Task details:
Copy word for word, please, the lines of the entries below running from the one containing "Target: yellow excavator" to the one containing "person in this photo.", both ends included.

Data:
======

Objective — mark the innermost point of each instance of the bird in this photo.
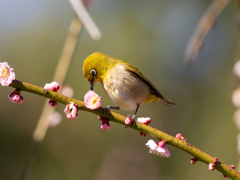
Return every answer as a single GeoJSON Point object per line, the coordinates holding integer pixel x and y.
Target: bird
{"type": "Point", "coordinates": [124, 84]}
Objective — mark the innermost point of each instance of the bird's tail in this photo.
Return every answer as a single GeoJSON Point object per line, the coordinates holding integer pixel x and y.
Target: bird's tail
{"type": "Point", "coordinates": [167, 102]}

======

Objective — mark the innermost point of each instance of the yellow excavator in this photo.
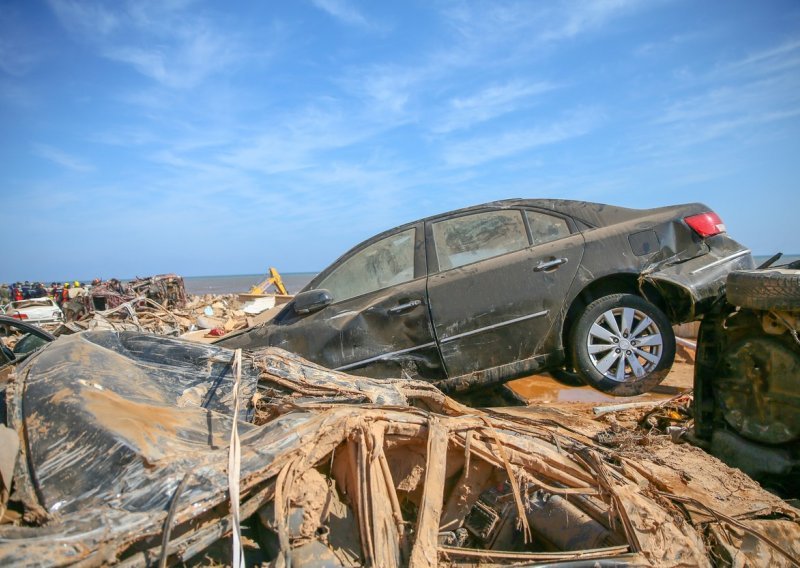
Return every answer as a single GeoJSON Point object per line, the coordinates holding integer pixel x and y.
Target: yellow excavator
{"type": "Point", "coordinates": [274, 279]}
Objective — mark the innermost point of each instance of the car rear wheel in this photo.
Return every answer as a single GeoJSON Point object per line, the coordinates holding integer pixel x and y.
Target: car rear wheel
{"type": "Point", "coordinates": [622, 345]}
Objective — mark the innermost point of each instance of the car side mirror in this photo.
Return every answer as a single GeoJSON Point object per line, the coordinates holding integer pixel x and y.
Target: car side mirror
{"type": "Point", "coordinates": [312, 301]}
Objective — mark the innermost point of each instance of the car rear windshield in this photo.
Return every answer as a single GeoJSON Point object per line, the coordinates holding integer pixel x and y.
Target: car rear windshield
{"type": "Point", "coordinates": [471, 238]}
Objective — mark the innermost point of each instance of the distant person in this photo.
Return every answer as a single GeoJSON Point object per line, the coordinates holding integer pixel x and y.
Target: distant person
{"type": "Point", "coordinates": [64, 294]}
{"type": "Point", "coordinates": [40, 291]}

======

Result of this exercise:
Target: yellow excavator
{"type": "Point", "coordinates": [274, 279]}
Objective — mark the innermost point of each instance of the car rear wheel in this photo.
Return every answer as a single GeoJSON Point object per line, the coordinates holding integer pixel x and y.
Target: car rear wheel
{"type": "Point", "coordinates": [622, 345]}
Objective — mark the innermost point of each instance of the car side mirror in this photo.
Return every answer as a single GeoJSON Point object per line, the coordinates holding integer pixel x and y.
Target: car side mirror
{"type": "Point", "coordinates": [312, 301]}
Objective — mark the innermost point of each instance of the car rear windshield in this photo.
Return every answer as a single GeoJSON Point object per line, the coordinates holding integer pixel x and y.
Target: car rear windshield
{"type": "Point", "coordinates": [471, 238]}
Objective — mark the innermost point of each instance of the distant person in this photo.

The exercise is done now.